(データファイルの一部)
====
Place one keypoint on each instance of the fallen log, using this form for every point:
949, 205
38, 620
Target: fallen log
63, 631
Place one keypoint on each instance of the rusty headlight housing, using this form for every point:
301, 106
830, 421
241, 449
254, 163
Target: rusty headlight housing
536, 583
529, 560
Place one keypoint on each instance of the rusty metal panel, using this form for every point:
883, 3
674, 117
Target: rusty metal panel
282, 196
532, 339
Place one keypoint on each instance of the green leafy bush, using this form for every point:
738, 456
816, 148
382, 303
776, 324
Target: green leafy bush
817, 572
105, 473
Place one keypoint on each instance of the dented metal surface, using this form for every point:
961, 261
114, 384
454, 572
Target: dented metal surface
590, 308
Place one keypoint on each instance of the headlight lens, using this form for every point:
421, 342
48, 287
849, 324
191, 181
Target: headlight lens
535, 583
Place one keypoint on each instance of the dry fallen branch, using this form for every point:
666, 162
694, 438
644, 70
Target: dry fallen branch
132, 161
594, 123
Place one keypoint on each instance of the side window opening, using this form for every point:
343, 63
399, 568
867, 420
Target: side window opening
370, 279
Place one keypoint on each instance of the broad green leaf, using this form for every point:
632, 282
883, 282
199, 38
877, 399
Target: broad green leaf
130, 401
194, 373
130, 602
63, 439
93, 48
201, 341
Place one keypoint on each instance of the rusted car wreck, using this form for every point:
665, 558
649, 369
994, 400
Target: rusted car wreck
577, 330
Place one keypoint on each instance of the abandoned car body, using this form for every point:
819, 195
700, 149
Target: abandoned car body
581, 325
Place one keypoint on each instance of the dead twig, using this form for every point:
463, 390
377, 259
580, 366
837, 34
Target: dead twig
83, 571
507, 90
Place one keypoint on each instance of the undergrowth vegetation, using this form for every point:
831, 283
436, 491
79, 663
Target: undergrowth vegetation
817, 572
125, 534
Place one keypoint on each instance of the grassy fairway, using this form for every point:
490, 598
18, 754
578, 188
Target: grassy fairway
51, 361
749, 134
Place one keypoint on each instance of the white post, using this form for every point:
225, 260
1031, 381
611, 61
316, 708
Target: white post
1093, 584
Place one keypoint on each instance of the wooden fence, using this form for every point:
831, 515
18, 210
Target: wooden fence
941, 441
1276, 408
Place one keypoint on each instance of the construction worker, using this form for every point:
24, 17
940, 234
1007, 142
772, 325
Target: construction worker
====
「Place one keypoint on each instance of the construction」を含む行からエントリの最後の行までを、両端の行も含めて一字も変えずに複製する。

Place one keypoint on each instance of the construction worker, using this form for every point:
24, 17
940, 234
1007, 142
772, 325
Target: construction worker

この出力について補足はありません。